Given data: Begin
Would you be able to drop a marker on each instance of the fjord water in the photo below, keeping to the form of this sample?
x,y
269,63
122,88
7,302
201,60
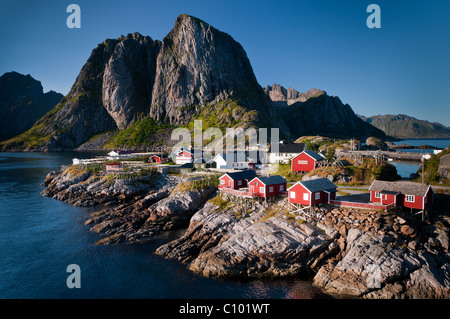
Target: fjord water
x,y
40,237
405,169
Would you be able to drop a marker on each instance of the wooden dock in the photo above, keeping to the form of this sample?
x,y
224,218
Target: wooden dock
x,y
400,156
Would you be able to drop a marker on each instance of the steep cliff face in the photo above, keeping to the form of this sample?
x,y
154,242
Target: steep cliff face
x,y
128,79
282,97
317,113
22,103
194,72
199,64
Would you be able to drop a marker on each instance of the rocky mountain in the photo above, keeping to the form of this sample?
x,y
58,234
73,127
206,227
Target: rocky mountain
x,y
134,90
404,126
195,71
22,103
317,113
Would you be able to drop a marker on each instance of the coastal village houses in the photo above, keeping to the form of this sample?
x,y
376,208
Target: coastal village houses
x,y
184,156
286,152
232,160
267,186
236,180
306,161
406,194
312,192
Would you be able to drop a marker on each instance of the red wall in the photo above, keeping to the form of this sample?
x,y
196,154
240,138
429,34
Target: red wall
x,y
268,193
227,180
296,167
417,204
299,191
234,184
156,159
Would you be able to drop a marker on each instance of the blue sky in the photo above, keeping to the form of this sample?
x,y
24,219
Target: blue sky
x,y
401,68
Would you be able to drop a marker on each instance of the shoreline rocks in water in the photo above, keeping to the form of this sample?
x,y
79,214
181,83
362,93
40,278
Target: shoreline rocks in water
x,y
361,253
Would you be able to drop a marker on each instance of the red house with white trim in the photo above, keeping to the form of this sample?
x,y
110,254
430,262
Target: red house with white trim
x,y
115,167
267,186
312,192
406,194
306,161
158,159
236,180
184,157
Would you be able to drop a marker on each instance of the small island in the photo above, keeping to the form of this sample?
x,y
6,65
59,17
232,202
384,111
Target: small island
x,y
382,249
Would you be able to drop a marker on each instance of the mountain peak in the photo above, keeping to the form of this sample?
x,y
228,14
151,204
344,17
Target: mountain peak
x,y
282,96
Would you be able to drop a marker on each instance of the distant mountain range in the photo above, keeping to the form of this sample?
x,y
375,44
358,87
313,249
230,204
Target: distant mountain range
x,y
316,113
404,126
134,90
22,103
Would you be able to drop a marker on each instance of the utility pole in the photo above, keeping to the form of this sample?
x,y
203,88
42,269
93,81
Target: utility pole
x,y
423,164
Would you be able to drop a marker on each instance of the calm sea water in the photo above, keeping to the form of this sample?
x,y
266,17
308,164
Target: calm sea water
x,y
404,169
40,237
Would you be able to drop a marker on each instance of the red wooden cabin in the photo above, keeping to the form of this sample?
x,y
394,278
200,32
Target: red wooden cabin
x,y
115,166
306,161
158,159
312,192
236,180
267,186
406,194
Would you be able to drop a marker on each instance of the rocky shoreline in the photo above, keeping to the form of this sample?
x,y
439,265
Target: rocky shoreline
x,y
358,253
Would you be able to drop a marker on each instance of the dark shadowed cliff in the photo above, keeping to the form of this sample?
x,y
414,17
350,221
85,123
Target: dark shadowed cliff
x,y
316,113
22,103
136,89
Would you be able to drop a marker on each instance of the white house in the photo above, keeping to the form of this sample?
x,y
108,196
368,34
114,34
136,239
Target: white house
x,y
286,152
231,160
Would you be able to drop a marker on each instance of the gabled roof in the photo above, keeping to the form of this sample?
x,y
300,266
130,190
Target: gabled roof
x,y
250,174
236,156
314,155
290,148
406,188
271,180
187,165
316,185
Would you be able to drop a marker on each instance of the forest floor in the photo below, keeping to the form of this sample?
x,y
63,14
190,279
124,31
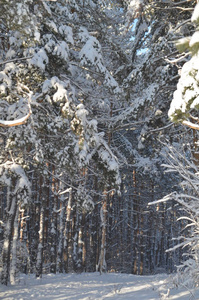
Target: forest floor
x,y
93,286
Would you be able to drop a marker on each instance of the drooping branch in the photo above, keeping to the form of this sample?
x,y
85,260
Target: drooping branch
x,y
190,125
16,122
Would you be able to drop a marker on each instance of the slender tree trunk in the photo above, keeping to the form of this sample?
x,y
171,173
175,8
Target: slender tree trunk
x,y
60,263
6,251
67,232
101,267
39,264
13,268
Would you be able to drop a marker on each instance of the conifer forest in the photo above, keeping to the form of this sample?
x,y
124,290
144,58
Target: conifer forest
x,y
99,149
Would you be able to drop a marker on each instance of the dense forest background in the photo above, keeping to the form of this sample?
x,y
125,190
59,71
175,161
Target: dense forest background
x,y
86,141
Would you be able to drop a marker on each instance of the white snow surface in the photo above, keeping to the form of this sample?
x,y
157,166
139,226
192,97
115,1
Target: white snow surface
x,y
93,286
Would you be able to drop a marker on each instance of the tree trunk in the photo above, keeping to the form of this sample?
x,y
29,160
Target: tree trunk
x,y
6,251
13,268
101,267
39,264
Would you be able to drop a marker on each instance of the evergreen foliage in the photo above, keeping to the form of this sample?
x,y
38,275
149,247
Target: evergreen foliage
x,y
85,88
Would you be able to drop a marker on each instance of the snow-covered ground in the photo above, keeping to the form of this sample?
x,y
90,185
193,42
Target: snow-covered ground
x,y
87,286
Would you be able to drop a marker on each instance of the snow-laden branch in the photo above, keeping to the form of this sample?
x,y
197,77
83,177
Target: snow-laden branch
x,y
16,122
190,125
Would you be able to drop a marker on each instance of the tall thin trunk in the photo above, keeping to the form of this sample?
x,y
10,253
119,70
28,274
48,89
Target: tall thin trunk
x,y
6,251
60,263
101,267
13,267
67,232
39,264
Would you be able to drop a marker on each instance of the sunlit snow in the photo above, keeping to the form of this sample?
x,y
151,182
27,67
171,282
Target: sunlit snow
x,y
93,286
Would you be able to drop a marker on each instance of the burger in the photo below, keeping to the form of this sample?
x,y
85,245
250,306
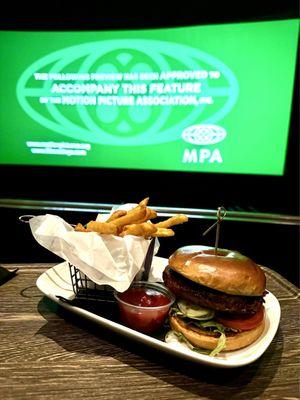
Given data: End
» **Task requirements**
Please output all the records above exactly, leaving out every picture.

» **Task output**
Would you be able to drop a marker on each instance of the fjord water in the photo below, keeping to the form of this sample?
x,y
269,63
122,88
7,302
201,60
Target: fjord water
x,y
40,237
405,169
Would you be able to drop a marker on each instance of the wooden dock in the photo above, keeping to the form of this sample?
x,y
224,218
Target: wooden dock
x,y
400,156
Would you be able to drop a marker on each instance of the steep cliff face in the photo above, keeping to the form of this sample?
x,y
154,242
Target: steep cliff face
x,y
128,79
282,97
317,113
22,103
194,72
199,64
Would you be able to drop a marker on each instance of the rocky mountain in the photo above, keeping to the form of this sample?
x,y
58,234
73,127
206,227
Target: rocky mountain
x,y
134,90
404,126
195,71
22,103
317,113
Would you be able to drop a marker on each instance of the coastal village houses in the photo above, keeping to the form of this sample?
x,y
376,208
Target: coastal village houses
x,y
184,156
286,152
232,160
267,186
236,180
306,161
406,194
312,192
Would you be able to drop a marker on each instance of the red wall in the photo above, keeping to the form of this sample?
x,y
196,154
240,138
429,34
Target: red wall
x,y
268,193
227,180
296,167
417,204
299,191
234,184
156,159
Would you be able to drop a marker on each instance of the blue sky in the photo above, keeping to the form of this sample?
x,y
24,219
Target: blue sky
x,y
401,68
Would you be able to drop a marker on each instance of the shoreline rocks in water in the photo above, keeping to the form of this sample?
x,y
79,214
181,83
362,93
40,278
Target: shoreline rocks in water
x,y
361,253
Would you be able to drop a marker on each instance of the red house with white trim in the photo above, keeping to the form of this sample?
x,y
110,254
430,262
Target: red house with white trim
x,y
115,167
267,186
312,192
406,194
306,161
158,159
236,180
184,157
Would you be able to drop a marker on each instance of the small island in the photo above, keeping to the form of this sample?
x,y
6,65
59,17
232,202
384,111
Target: small island
x,y
382,249
Would you be able to drop a marker on each instance of the mountain peak in the photo above, keeping to the form of this sample?
x,y
228,14
151,204
344,17
Target: mountain peak
x,y
282,96
Would you be able to drop a marker on each instance of the distant mountain range in the photo above, keeping to the form of this sample?
x,y
375,44
358,87
313,249
230,204
Target: distant mountain range
x,y
316,113
404,126
134,90
22,103
Would you be able to drop a marker on each instance of the utility pole in the photo above, keeping to the form of this sample?
x,y
203,88
42,269
93,81
Target: utility pole
x,y
423,164
Would you be able to drop a marker on each instance of the calm sea water in the photo above, keeping to the form of this sample?
x,y
266,17
308,164
Target: calm sea water
x,y
404,169
40,237
Would you be able to drop a marker on each instance of the red wooden cabin in the photo above, keeping to the form of this sample?
x,y
394,278
200,32
Target: red wooden cabin
x,y
115,166
306,161
158,159
312,192
236,180
267,186
406,194
Would you be able to drop a marker on each instance of the rocky shoreline in the photo above, keeping to the form of this sample?
x,y
439,265
Target: rocky shoreline
x,y
358,253
Would you be able to drop a marker on each instance of the dark shadowed cliff in the photo above, keeping to the form of this sample?
x,y
414,17
350,221
85,123
Target: dark shadowed cliff
x,y
316,113
22,103
136,89
Would you be able to drop a marker on each instance of the white house in the photo above, keeping to the form of this sample?
x,y
108,196
368,34
114,34
136,239
Target: white house
x,y
286,152
231,160
Would you be able to drop a marker on each instance of the gabled roof in the photo above, keeping to the form of this sample?
x,y
300,266
130,190
Target: gabled roof
x,y
250,174
236,156
314,155
290,148
406,188
271,180
187,165
316,185
Would you be able to drop a marker on each instance of the forest floor in the photo below, keeping to the form of this sample?
x,y
63,14
190,279
124,31
Target: forest floor
x,y
93,286
Would you be able to drop a marker on each instance of the drooping branch in the photo above, keeping to the form of this sample?
x,y
85,260
Target: drooping branch
x,y
190,125
16,122
Would you be able to drop a marker on each instance of the slender tree trunk in the photo above, keeping to the form of this sample?
x,y
171,173
175,8
Target: slender tree trunk
x,y
60,263
6,251
67,232
101,267
39,264
13,268
Would you be able to drop a marker on each instance of the conifer forest in the photo above, keeping to the form of this sample?
x,y
124,290
144,58
Target: conifer forest
x,y
99,149
Would you be able to drop a marker on each instance of the dense forest background in the photo above, keeping to the form of this sample?
x,y
125,190
59,71
175,161
Target: dense forest background
x,y
86,141
Would you be able to drop a marker on each instance of the white snow surface in the photo above, keeping to the form of this sample?
x,y
157,166
139,226
192,97
115,1
Target: white snow surface
x,y
93,286
Would you be able to drop a marker on each instance of the tree trunk in the photo above, keeping to the form of this sample?
x,y
29,160
Target: tree trunk
x,y
6,251
13,268
101,267
39,264
Would you be able to drop a marker on each instance of the evergreen foliage in the photo above, keeping to the form of this sample?
x,y
38,275
149,247
Target: evergreen foliage
x,y
85,88
Would you be able to drop a marker on each instance of the snow-covered ground in the photo above, keeping to the form of this sample?
x,y
90,185
193,42
Target: snow-covered ground
x,y
87,286
Would you be able to drop a marker on each instance of the snow-laden branch in the photo above, keeping to the form of this sample?
x,y
197,77
83,177
Target: snow-laden branch
x,y
16,122
190,125
Would you be able to drop a marker on each instance of the tall thin trunk in the photo above, keeping to the form of this sample?
x,y
10,253
119,70
28,274
48,89
Target: tall thin trunk
x,y
6,251
60,263
101,267
13,267
67,232
39,264
Would you be able to drop a marker on each instance of the sunlit snow in the photo above, keeping to the form of this sample?
x,y
151,182
27,67
171,282
Target: sunlit snow
x,y
93,286
Would you be able to drop a marker on each instance of the burger in the photo below, keeping to the form of this sample?
x,y
85,245
250,306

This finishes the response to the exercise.